§ **Page**
--------------------
A picture taken on Oct. 28, 2022, shows the Russian-controlled port city of Mariupol in southeastern Ukraine.
(STRINGER/AFP via Getty Images)

A picture taken on Oct. 28, 2022, shows the Russian-controlled port city of Mariupol in southeastern Ukraine.

In Ukraine, Russia will continue to utilize military tactics learned in Syria, like depopulation and even potentially the use of banned weapons. But without a break in Western support for Kyiv, these tactics will not make a strategic difference in the war, incentivizing Russia's military to increase its pace of attacks on civilian infrastructure and Ukrainian civilians. On Oct. 8, Russia appointed a new military commander for its Ukrainian war — General Sergei Surovikin, whose most recent military experience was in the Syrian civil war in a series of rotations from 2017-2020. Surovikin's appointment led to widespread speculation that in the face of a depleted Russian ground force and successful Ukrainian counterattacks, he would more heavily shift Russia's military tactics to those utilized in its Syrian campaign, like widespread attacks on civilians to displace the population and the potential use of banned weapons like chemical attacks. Indeed, throughout October, Russia began to escalate its attacks against Ukraine's civilian infrastructure, striking power plants and causing widespread blackouts, while also renewing attacks on the capital of Kyiv for the first time in months.
--------------------
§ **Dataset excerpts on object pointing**

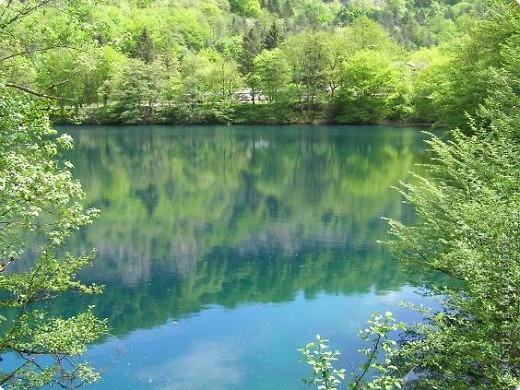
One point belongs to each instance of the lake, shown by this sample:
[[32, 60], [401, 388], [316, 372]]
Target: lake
[[225, 249]]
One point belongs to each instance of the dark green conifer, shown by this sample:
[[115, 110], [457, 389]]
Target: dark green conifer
[[144, 48]]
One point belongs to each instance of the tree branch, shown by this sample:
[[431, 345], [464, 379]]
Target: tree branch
[[28, 51], [3, 267], [36, 93]]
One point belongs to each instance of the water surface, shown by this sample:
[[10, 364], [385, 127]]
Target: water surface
[[225, 249]]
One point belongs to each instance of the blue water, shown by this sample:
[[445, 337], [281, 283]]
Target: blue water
[[225, 249]]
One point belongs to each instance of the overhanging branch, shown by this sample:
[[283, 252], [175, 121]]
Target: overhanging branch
[[36, 93]]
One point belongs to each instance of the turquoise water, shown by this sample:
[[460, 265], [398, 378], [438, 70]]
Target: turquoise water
[[225, 249]]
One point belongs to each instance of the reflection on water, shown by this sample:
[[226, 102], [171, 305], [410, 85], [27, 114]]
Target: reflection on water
[[233, 246]]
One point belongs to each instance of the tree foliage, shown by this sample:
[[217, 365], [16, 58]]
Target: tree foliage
[[39, 208]]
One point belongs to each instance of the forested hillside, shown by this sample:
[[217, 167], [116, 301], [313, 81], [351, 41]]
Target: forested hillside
[[247, 61]]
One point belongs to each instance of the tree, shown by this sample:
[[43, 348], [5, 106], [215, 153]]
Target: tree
[[469, 229], [369, 82], [273, 37], [251, 46], [272, 74], [39, 209], [144, 47], [306, 55]]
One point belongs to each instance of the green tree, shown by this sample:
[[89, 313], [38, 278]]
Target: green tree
[[144, 48], [273, 37], [469, 229], [251, 46], [369, 86], [137, 89], [39, 204]]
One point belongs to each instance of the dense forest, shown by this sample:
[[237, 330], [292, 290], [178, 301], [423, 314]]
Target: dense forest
[[251, 61], [248, 61]]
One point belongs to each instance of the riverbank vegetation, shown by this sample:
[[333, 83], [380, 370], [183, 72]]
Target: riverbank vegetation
[[469, 229], [251, 61]]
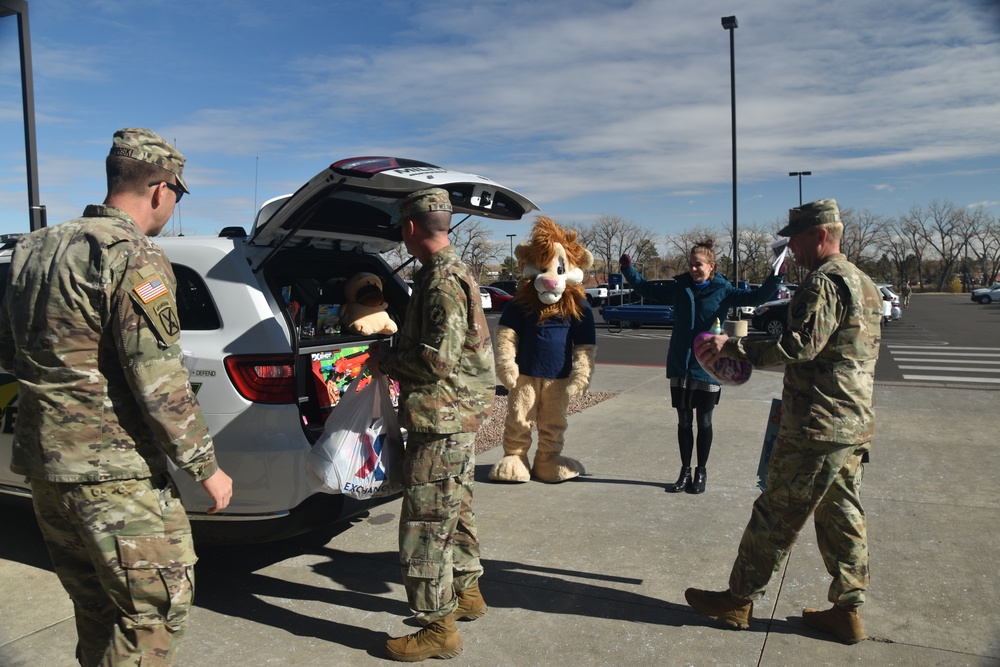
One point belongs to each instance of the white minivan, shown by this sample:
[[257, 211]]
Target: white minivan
[[262, 344]]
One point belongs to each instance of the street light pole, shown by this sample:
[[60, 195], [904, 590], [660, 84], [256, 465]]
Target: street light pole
[[730, 23], [510, 265], [800, 174]]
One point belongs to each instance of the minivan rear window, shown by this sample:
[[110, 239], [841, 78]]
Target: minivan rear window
[[195, 307]]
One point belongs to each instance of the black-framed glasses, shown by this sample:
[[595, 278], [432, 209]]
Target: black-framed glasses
[[173, 186]]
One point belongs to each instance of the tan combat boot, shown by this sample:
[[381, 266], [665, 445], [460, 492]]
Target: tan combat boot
[[844, 623], [722, 606], [471, 604], [438, 640]]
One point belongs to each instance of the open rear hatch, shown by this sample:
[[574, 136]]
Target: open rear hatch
[[332, 228], [354, 204]]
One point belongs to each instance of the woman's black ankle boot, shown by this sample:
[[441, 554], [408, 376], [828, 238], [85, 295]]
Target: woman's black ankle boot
[[698, 485], [682, 482]]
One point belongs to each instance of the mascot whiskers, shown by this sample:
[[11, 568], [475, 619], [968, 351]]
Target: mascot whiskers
[[545, 350]]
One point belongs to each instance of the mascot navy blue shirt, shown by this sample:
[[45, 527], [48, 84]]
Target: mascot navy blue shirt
[[545, 349]]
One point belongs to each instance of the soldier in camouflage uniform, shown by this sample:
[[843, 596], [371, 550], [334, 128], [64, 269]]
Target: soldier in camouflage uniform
[[829, 350], [444, 365], [89, 327]]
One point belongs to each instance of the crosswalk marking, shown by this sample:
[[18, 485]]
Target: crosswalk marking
[[976, 365]]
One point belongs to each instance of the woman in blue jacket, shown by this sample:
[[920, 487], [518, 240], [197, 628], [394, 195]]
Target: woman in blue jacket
[[698, 297]]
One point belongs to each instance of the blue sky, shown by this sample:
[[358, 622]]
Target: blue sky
[[588, 108]]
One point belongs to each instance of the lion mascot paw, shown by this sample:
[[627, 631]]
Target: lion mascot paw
[[546, 344]]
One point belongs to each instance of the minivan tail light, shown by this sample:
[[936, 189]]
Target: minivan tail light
[[370, 165], [263, 378]]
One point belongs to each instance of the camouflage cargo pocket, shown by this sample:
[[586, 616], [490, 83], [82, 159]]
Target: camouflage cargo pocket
[[430, 464], [160, 574]]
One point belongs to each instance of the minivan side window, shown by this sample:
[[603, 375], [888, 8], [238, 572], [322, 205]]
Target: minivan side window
[[194, 302]]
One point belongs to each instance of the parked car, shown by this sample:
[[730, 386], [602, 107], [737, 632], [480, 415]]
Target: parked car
[[498, 298], [509, 286], [987, 294], [636, 315], [771, 317], [258, 326]]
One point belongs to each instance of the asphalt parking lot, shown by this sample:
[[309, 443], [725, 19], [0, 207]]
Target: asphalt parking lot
[[592, 571]]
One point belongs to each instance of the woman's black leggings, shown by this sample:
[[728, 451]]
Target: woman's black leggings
[[685, 434]]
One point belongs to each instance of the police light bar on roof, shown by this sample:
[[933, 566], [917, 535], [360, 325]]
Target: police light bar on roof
[[370, 165]]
--------------------
§ **Exercises**
a. Answer these questions from the passage on Russia's military tactics in Ukraine.
(i) On what date was the picture of Mariupol taken?
(ii) Whom did Russia appoint on Oct. 8 as the new military commander for its war in Ukraine?
(iii) Which city did Russia renew attacks on in October for the first time in months?
b. Collect every line of the listing that contains the string "overhanging", matching case exactly.

§ **Task-by-task answers**
a.
(i) Oct. 28, 2022
(ii) General Sergei Surovikin
(iii) Kyiv, the capital

b.
One point belongs to each instance of the overhanging branch, shown by this sample:
Target: overhanging branch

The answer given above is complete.